▶ Supplied passage:
----

Marine species absorb hazardous chemicals
Causes bad effects on ecosystems, human body


According to newspaper reports, Britain’s Brunel University London announced in 2018 that it investigated shells sold at eight supermarkets across the country and detected microplastics from all varieties of sample shells. Specifically, it found that an estimated 70 microplastics were contained in every 100 grams of mussels. In the same year, a survey team led by Prof. Hideshige Takada of Tokyo University of Agriculture and Technology also detected the substance from sardines and blue mussels harvested from Tokyo Bay.

Microplastics are broadly classified into the primary plastics and secondary plastics. The former, generally called microbeads, are manufactured in microscopic size. Those products include abrasives like facial cleanser and toothpaste. They spill out into the natural environment through water drains and other channels. The latter, produced in larger size, are the ones broken down and fragmented in the natural environment.

Japan’s Ministry of the Environment is concerned that chemical substances contained in or attached to microplastics floating in the sea are taken into the food chain and affect the ecological system and human body. In fact, Philip Schwab, a gastroenterologist at the Medical University of Vienna in Austria told a meeting of the European Society of Gastrointestinal Endoscopy on October 23, 2018 that microplastics were found from the feces of eight persons who cooperated in his team’s preliminary study.

Another study has found that microplastics in the sea, which have a characteristic to adsorb hazardous chemical substances quick to dissolve in oil, can concentrate their toxicity 100 times. Especially, they easily absorb polychlorinated biphenyl (PCB) and dioxins (DDT) dissolved in the sea. These are highly toxic and easy to accumulate in adipose tissues and are known to be carcinogenic. They can cause skin disorders, visceral disorders and hormonal abnormalities. Particularly, plastics containing flame retardants (PBDEs) that make them harder to burn can cause thyroid disruptors and neurotoxicity.

Furthermore, phthalate ester in soft polyvinyl chloride used in synthetic leather, toys and swimming rings are known as an endocrine disruptor that affects female hormones and estrogen. This substance can add to the risk of breast cancer.

However, some scientists think that data currently available are not sufficient enough to elucidate the activity and toxicity of microplastics in the human body. For instance, the European Food Safety Authority (EFSA) has made its view public that “it is still too early to refer to whether microplastics are harmful or not”. A further progress on their study is keenly awaited.

----

▶ Raw data:
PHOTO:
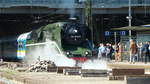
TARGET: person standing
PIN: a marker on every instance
(133, 51)
(146, 51)
(101, 51)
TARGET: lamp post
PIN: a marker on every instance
(130, 20)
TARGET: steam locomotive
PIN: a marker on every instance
(72, 37)
(76, 42)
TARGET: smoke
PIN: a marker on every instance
(47, 51)
(95, 64)
(70, 4)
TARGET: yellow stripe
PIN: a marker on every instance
(20, 50)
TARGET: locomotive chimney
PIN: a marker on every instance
(73, 19)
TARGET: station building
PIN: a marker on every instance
(19, 16)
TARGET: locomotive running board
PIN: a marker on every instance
(36, 44)
(44, 43)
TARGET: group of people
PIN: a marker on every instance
(135, 51)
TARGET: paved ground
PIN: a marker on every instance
(53, 78)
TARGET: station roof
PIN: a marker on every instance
(133, 28)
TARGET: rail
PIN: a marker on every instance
(78, 3)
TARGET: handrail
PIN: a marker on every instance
(56, 3)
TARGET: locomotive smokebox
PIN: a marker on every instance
(73, 19)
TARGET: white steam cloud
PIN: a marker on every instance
(47, 51)
(70, 4)
(50, 51)
(95, 64)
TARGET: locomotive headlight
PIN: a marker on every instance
(75, 31)
(86, 53)
(68, 53)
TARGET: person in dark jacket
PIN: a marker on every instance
(145, 50)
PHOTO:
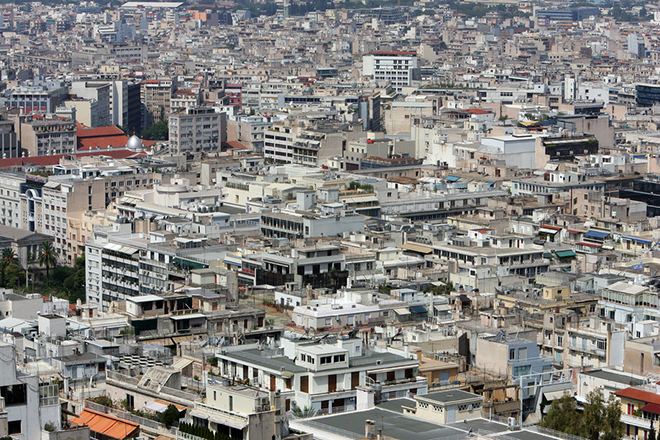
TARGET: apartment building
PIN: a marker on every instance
(241, 412)
(28, 404)
(44, 136)
(572, 342)
(478, 266)
(196, 130)
(10, 202)
(326, 375)
(92, 101)
(66, 199)
(396, 67)
(251, 130)
(156, 97)
(278, 143)
(38, 98)
(293, 224)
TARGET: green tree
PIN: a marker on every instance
(613, 427)
(600, 420)
(562, 415)
(157, 132)
(170, 416)
(14, 276)
(593, 417)
(47, 257)
(8, 258)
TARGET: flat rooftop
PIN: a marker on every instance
(451, 396)
(614, 376)
(396, 425)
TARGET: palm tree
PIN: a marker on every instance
(47, 257)
(8, 257)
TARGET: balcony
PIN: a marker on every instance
(632, 420)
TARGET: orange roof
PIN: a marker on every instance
(236, 145)
(55, 158)
(641, 395)
(86, 132)
(478, 111)
(179, 407)
(106, 424)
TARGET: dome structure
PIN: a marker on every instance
(134, 143)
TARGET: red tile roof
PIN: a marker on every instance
(393, 52)
(478, 111)
(237, 145)
(641, 395)
(653, 408)
(55, 159)
(86, 132)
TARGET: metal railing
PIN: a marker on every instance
(558, 434)
(142, 421)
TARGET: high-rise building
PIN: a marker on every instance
(194, 130)
(397, 67)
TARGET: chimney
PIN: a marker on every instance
(369, 429)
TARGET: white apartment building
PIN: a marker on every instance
(92, 102)
(327, 375)
(194, 130)
(10, 204)
(28, 404)
(397, 67)
(278, 143)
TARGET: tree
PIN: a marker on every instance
(303, 413)
(157, 132)
(170, 415)
(8, 258)
(562, 415)
(600, 420)
(613, 427)
(47, 257)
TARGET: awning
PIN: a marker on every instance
(652, 408)
(598, 235)
(553, 395)
(156, 407)
(419, 248)
(179, 407)
(187, 316)
(188, 263)
(418, 309)
(638, 240)
(107, 425)
(182, 363)
(232, 422)
(582, 243)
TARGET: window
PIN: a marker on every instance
(14, 394)
(14, 427)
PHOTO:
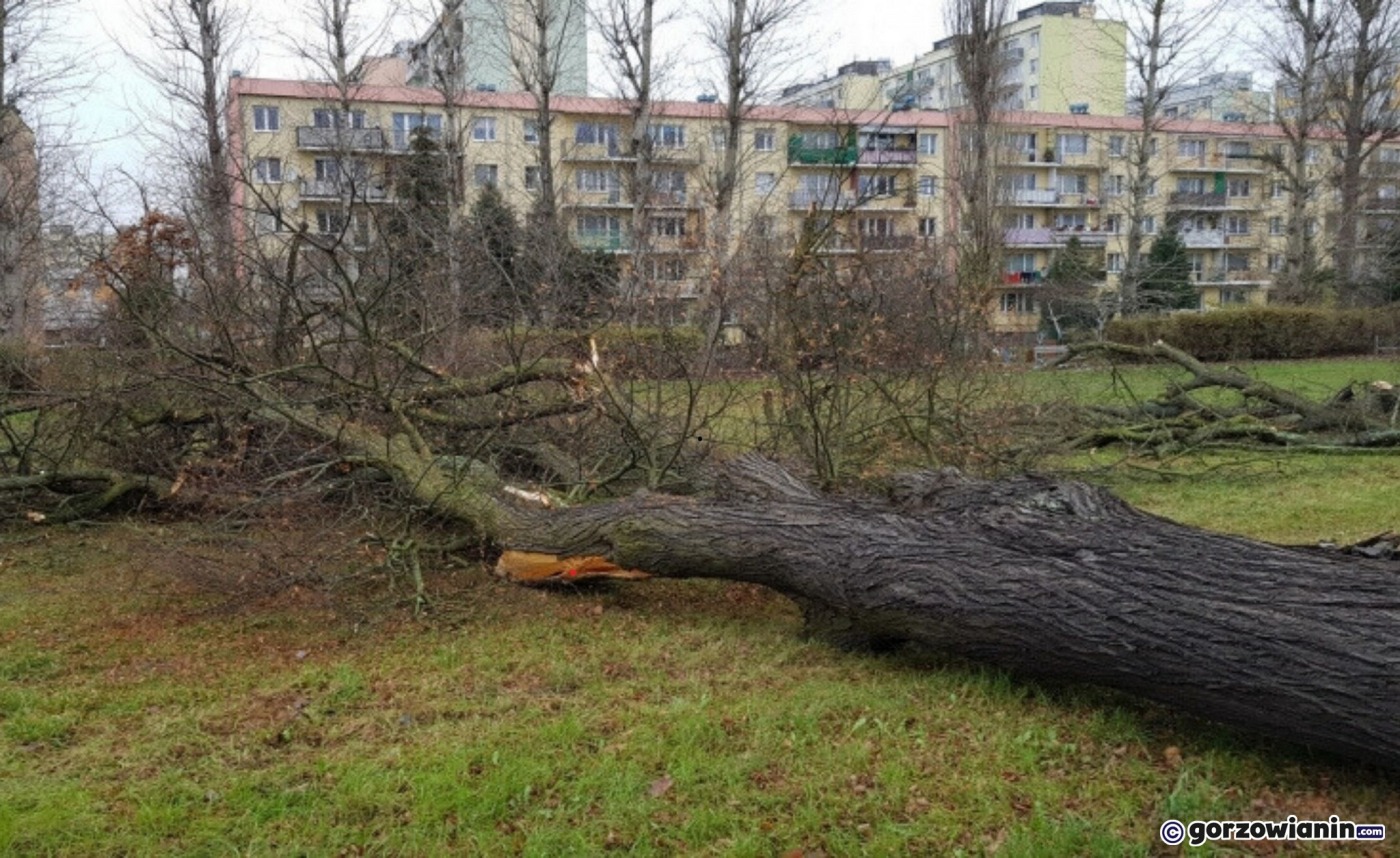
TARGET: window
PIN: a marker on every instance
(879, 185)
(325, 118)
(268, 170)
(483, 129)
(1190, 149)
(331, 223)
(668, 136)
(406, 123)
(1074, 184)
(879, 227)
(595, 133)
(1017, 303)
(595, 181)
(669, 269)
(1073, 144)
(266, 118)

----

▶ Activity:
Answer these questions from the microplastics article above:
1. How many microplastics did Brunel University London estimate were in every 100 grams of mussels?
2. What two classes are microplastics broadly divided into?
3. According to the article, what view has the European Food Safety Authority made public?

▶ Response to the task:
1. About 70.
2. Primary plastics and secondary plastics.
3. That "it is still too early to refer to whether microplastics are harmful or not."